# [WORK REQUEST A]
From the Community Church timeline, write out the passage from "1970s: American Committee" up to and including "to the left).".
# [WORK REQUEST B]
Render this sentence from the Community Church timeline in Spanish: "1978: Dianne Arawaka becomes first woman member of the ministerial team."
# [WORK REQUEST C]
Carry on the Community Church timeline from its final entry, adding the next few entries in the same style.

# [SOURCE DOCUMENT]
_ _ _ _ _ _ _

1964: Community Church Senior Minister Donald S. Harrington is arrested alongside Bayard Rustin while picketing opening day of the New York World’s Fair with CORE (Congress of Racial Equality). The protests’ demands included shutting down all World’s Fair construction sites until work forces were fully integrated, immediate rent strikes throughout slum areas, an immediate timetable for total desegregation of all schools and a civilian‐selected review board on complaints of police brutality.

1965: UU United Nations Office becomes a funded program of the Unitarian-Universalist Association.

1965: Reverend Harrington, along with other liberal religious leaders, spends 17 days in Alabama supporting the Selma marchers. Read more about Unitarian-Universalism's engagement with the events in Selma here.

1966: The Community Gallery (later known as Gallery35) holds its first exhibition on the CCNY campus at 35th St.

1970s: American Committee on Africa makes Community Church their home-base until their leader Nelson Mandela is released from prison.

1978: Dianne Arawaka becomes first woman member of the ministerial team.

1982: Donald Harrington stands down as Senior Minister and the congregation calls his successor, Reverend Bruce Southworth (pictured to the left).

1983: Community Church establishes its first shelter for unhoused men in response to an appeal for help from the city as it faced a growing housing crisis. CCNY was one of the first city congregations to join the effort.

_ _ _ _ _ _ _

(Stored data entries)
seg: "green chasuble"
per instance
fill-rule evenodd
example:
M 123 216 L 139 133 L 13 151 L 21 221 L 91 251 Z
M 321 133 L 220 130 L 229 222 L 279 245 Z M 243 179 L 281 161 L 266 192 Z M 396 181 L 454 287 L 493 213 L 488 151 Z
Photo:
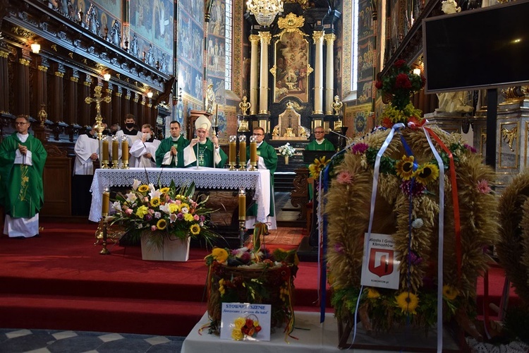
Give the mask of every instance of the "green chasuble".
M 246 147 L 246 155 L 250 156 L 250 146 Z M 257 147 L 257 156 L 262 157 L 264 161 L 264 165 L 270 171 L 270 214 L 274 216 L 274 173 L 277 168 L 277 152 L 275 148 L 262 141 L 261 145 Z M 257 205 L 253 205 L 248 212 L 248 215 L 255 216 L 257 214 Z
M 327 138 L 323 139 L 323 142 L 322 143 L 318 143 L 316 142 L 316 140 L 312 140 L 312 141 L 307 145 L 307 147 L 305 148 L 308 151 L 334 151 L 336 150 L 336 148 L 334 148 L 334 145 L 327 140 Z
M 33 165 L 13 164 L 18 145 L 31 151 Z M 30 135 L 25 143 L 16 133 L 0 144 L 0 205 L 15 218 L 31 218 L 44 204 L 42 172 L 47 153 L 42 143 Z
M 197 153 L 197 145 L 198 145 L 198 153 Z M 198 161 L 198 165 L 200 167 L 207 167 L 213 168 L 213 156 L 215 151 L 215 145 L 211 142 L 211 140 L 206 138 L 205 143 L 197 143 L 193 147 L 195 155 Z M 228 155 L 224 153 L 221 148 L 219 149 L 221 156 L 221 161 L 215 164 L 216 168 L 224 168 L 226 161 L 228 160 Z M 186 167 L 194 167 L 197 165 L 196 162 L 193 162 Z
M 178 140 L 176 142 L 173 141 L 173 138 L 169 137 L 162 140 L 160 145 L 158 146 L 158 149 L 156 150 L 156 166 L 159 168 L 162 167 L 162 162 L 164 160 L 164 156 L 166 153 L 171 150 L 171 148 L 174 145 L 176 148 L 177 157 L 178 157 L 178 165 L 174 165 L 174 159 L 172 159 L 171 164 L 169 165 L 164 165 L 164 167 L 169 167 L 169 168 L 183 168 L 186 167 L 183 165 L 183 149 L 188 147 L 189 141 L 186 140 L 183 136 L 180 136 Z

_ _ _ _ _ _ _

# [TASK RESPONSE A]
1970s: American Committee on Africa makes Community Church their home-base until their leader Nelson Mandela is released from prison.

1978: Dianne Arawaka becomes first woman member of the ministerial team.

1982: Donald Harrington stands down as Senior Minister and the congregation calls his successor, Reverend Bruce Southworth (pictured to the left).

# [TASK RESPONSE B]
1978: Dianne Arawaka se convierte en la primera mujer miembro del equipo ministerial.

# [TASK RESPONSE C]
Early 1980s: Church offers office space to fledgling NGO, the African Services Committee, dedicated to helping recently arrived African refugees with a special focus on people living with HIV/AIDS. ASC is still active today, now based in the Bronx. 

1980s: Community Church's activism includes the continuing mobilization of U.S. pressure on South Africa through the disinvestment movement. 

1984: Marjorie Bownes-Wheatley hired as first Black woman member of the ministerial team.

1985: Reverend Southworth and several CCNY members arrested at civil disobedience protests in New York outside the South African UN mission.

1988: Community Church hangs banners of the world’s major religions in the Hall of Worship.

1990: Just three months after his release from prison, Nelson Mandela makes his first visit to the United States. He speaks at Community Church (pictured to the right) to thank American anti-apartheid activists for their support. The briefing was attended by nearly 100 activists from 49 cities in 29 states. Read more here. 

1994: Reverend Southworth serves as election monitor in Soweto, South Africa.

1997: CCNY recognized as an LGBT Welcoming Congregation by the Unitarian-Universalist Association.

1998: CCNY witnesses its first same-sex commitment ceremony, of members Gary Jacinto and Peter Robinson.

1999: CCNY member and Sunday School teacher Dumisani Kumalo (pictured to the left) becomes South Africa’s ambassador to the UN. Kumalo had led the African National Congress’s sanctions campaign.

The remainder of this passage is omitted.